# start of ARTICLE
America losing its soft power in Asia (2)

SOME of these phrases were repeated and embellished in the Asean-Plus Three (China, Japan, and South Korea), the East Asean Summit and the Asean Regional Forum meeting statements. But these are all chairman’s statements of Asean-Plus meetings and not a consensus joint statement by Asean members alone.

Southeast Asia analyst Michael Vatikiotos called the framework agreement a quid pro quo, “the de-escalation [by Asean] in exchange for a not satisfactory for many people but nonetheless a framework.” 

Jay Batongbacal, a Philippine analyst, attributed the agreement on the framework “to a combination of the Asean’s inability to come to clear consensus, China’s perceived power, fear of economic consequences, failure of the US to give strong credible guarantees, and individual leadership perceptions.”

Some critics said an ambiguous and thin framework means China can drag out the COC negotiations and also say “see, we’ve been negotiating with you.” More worrying, China appeared to set conditions for negotiations on a COC, including non-interference by “outside parties” meaning the US.

Although the US, Japan and Australia did not get the result that they wanted in the Asean communique, they doubled down with their own ministers’ statement.

The ministers underscored the importance of upholding the rules-based order. They voiced their strong opposition “to coercive unilateral actions that could alter the status quo and increase tensions.” 

They also urged “SCS claimants to refrain from land reclamation, construction of outposts, militarization of disputed 
features, and undertaking unilateral actions that cause permanent physical change to the marine environment in areas pending delimitation”.

Further, the ministers called on all claimants to make and clarify their maritime claims in accordance with the international law of the sea as reflected in the 1982 United Nations Convention on the Law of the Sea (UNCLOS) and to resolve disputes peacefully in accordance with international law. 

The ministers also “urged Asean member states and China to ensure that the COC be finalized in a timely manner, and that it be legally binding, meaningful, effective, and consistent with international law.”

But in the most controversial portion of their statement, they called on “China and the Philippines to abide by the Arbitral Tribunal’s 2016 Award in the Philippines-China arbitration, as it is final and legally binding on both parties.” This was much stronger wording than Asean, and
China, preferred. Indeed, Philippines Foreign Minister Alan Cayetano said in apparent response, “We appreciate not being told what to do.”

Cambodia and the Philippines generally supported China’s preferences while the rest of Asean was largely non-committal. Obviously, Asean was split on the South China Sea, much to China’s advantage and much to the US’ chagrin. 

Asia analyst Bonnie Glaser said, “With Asean itself divided and China’s sway over individual Asean members growing, this is an unsurprising even if disappointing development”.
# end of ARTICLE
# start of RECORDED DATA
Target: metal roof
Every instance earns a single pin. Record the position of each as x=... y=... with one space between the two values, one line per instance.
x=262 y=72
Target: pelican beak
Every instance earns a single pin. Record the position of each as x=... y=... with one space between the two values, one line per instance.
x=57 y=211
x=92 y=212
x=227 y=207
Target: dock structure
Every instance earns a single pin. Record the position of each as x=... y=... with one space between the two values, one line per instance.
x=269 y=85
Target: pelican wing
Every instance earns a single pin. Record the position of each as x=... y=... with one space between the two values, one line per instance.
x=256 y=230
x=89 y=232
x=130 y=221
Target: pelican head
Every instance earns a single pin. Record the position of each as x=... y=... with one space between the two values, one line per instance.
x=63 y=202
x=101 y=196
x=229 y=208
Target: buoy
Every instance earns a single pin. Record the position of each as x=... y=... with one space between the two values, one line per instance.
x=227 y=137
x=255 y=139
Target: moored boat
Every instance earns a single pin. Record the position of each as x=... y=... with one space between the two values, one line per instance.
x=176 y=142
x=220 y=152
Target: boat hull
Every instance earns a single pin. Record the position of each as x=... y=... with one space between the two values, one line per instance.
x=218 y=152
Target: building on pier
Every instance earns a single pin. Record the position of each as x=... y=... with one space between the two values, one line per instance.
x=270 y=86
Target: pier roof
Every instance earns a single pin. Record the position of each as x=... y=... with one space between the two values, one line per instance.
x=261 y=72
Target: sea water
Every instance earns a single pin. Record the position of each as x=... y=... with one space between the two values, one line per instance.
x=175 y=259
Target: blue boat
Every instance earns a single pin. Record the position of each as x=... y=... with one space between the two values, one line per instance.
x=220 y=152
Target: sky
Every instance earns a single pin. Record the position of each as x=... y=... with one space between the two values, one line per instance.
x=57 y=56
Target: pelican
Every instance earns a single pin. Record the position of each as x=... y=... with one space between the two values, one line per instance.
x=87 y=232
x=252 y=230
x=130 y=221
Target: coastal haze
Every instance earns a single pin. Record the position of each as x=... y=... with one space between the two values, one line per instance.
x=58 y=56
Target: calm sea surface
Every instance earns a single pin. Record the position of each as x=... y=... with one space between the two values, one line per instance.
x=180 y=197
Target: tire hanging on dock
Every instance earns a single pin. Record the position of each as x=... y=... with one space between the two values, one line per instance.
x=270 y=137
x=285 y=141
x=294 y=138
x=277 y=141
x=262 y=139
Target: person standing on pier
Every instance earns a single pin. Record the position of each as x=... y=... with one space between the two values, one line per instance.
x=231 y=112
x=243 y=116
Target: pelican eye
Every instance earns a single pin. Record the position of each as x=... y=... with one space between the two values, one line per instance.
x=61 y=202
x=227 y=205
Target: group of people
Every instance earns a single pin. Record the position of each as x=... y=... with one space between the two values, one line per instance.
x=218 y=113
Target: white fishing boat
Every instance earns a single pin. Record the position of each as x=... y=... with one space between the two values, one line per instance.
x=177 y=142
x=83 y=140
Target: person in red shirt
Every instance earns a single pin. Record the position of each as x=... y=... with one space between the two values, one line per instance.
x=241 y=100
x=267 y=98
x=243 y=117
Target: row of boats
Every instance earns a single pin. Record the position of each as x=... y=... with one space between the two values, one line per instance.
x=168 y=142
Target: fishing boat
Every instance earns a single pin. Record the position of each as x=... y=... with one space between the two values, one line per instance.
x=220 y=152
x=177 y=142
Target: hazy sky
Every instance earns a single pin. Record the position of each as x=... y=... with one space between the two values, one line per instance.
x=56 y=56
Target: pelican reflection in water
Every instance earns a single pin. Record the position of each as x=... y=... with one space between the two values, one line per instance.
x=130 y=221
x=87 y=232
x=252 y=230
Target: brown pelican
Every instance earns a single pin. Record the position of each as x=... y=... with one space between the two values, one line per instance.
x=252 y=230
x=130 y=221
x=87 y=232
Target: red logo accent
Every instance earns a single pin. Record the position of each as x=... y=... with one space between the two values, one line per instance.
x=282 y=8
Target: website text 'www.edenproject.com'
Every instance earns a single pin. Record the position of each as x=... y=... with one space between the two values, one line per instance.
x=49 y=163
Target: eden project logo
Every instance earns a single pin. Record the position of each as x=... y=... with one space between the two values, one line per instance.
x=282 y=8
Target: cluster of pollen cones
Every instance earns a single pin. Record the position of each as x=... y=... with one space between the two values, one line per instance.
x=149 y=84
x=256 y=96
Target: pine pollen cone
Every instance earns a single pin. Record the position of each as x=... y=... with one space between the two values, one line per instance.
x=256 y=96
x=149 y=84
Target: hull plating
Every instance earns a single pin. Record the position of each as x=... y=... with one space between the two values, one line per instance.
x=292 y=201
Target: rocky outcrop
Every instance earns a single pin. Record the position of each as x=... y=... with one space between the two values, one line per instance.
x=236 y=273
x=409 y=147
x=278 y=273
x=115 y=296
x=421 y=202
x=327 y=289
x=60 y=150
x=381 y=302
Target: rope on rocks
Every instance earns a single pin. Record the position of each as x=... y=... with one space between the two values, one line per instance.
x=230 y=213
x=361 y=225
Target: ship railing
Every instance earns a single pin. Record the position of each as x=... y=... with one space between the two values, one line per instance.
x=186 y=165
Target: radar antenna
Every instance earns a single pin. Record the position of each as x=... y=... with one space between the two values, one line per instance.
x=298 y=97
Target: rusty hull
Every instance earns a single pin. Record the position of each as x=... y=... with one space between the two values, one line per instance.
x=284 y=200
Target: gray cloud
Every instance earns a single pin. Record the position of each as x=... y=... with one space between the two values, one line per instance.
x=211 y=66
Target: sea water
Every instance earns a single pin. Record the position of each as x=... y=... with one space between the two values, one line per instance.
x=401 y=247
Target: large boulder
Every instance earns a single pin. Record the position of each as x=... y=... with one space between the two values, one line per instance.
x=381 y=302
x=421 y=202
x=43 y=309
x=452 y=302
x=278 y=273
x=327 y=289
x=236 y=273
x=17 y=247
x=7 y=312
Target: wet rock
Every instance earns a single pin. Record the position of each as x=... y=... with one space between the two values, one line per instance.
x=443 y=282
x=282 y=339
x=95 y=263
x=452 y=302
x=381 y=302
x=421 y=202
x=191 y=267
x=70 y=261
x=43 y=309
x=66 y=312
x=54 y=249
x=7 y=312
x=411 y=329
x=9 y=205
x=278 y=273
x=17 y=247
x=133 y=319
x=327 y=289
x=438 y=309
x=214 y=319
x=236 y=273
# end of RECORDED DATA
▸ WHAT TO PRODUCE: Retype, from the article on America losing soft power in Asia, the passage starting with "Jay Batongbacal, a" and going on through "meaning the US.".

▸ EXERCISE SOLUTION:
Jay Batongbacal, a Philippine analyst, attributed the agreement on the framework “to a combination of the Asean’s inability to come to clear consensus, China’s perceived power, fear of economic consequences, failure of the US to give strong credible guarantees, and individual leadership perceptions.”

Some critics said an ambiguous and thin framework means China can drag out the COC negotiations and also say “see, we’ve been negotiating with you.” More worrying, China appeared to set conditions for negotiations on a COC, including non-interference by “outside parties” meaning the US.